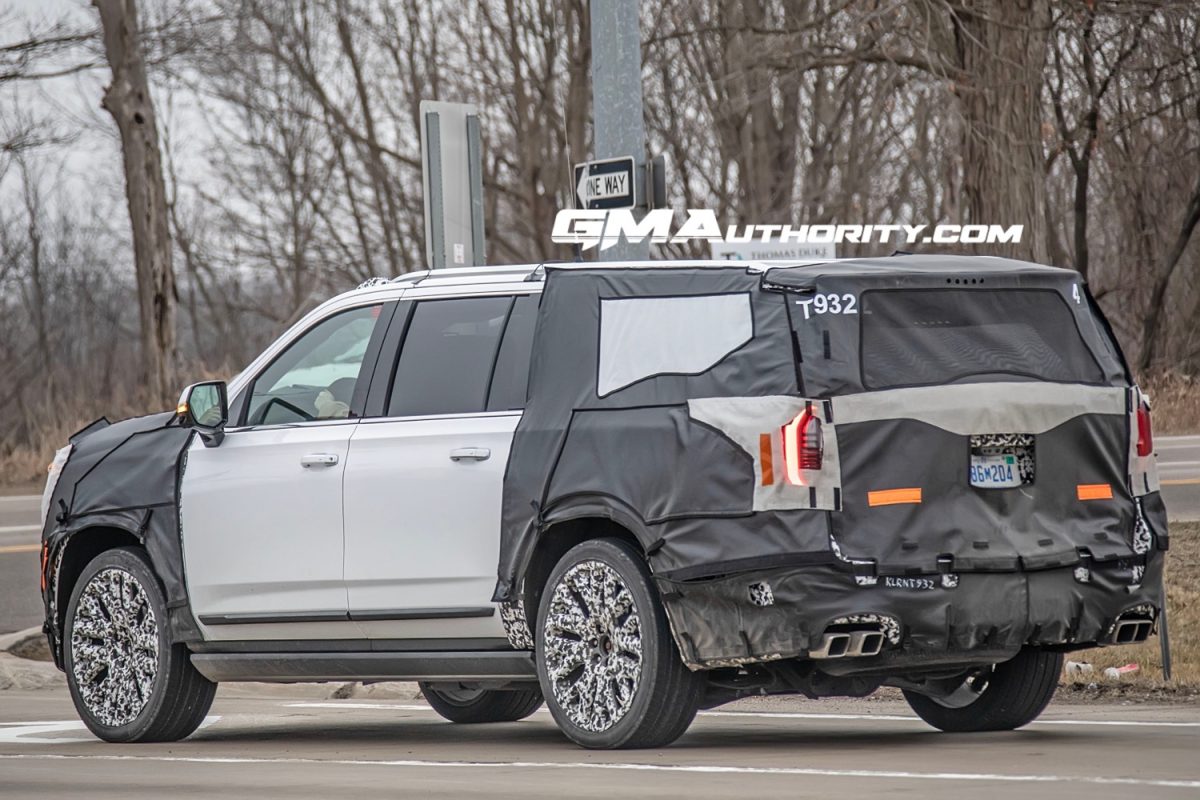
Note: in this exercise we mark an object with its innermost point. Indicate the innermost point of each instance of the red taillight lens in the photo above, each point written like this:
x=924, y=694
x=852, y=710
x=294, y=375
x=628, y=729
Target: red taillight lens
x=1145, y=438
x=802, y=446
━━━━━━━━━━
_Task statement_.
Copy the material above line for line, leaving out the pictures.

_Answer to the exercise_.
Note: in this exercise we mark an object with its innermost point. Indicate the innermost point of each instance of the red taillight lens in the photo above, each point written like this:
x=924, y=694
x=852, y=710
x=294, y=375
x=628, y=729
Target: red taillight lens
x=1145, y=438
x=802, y=446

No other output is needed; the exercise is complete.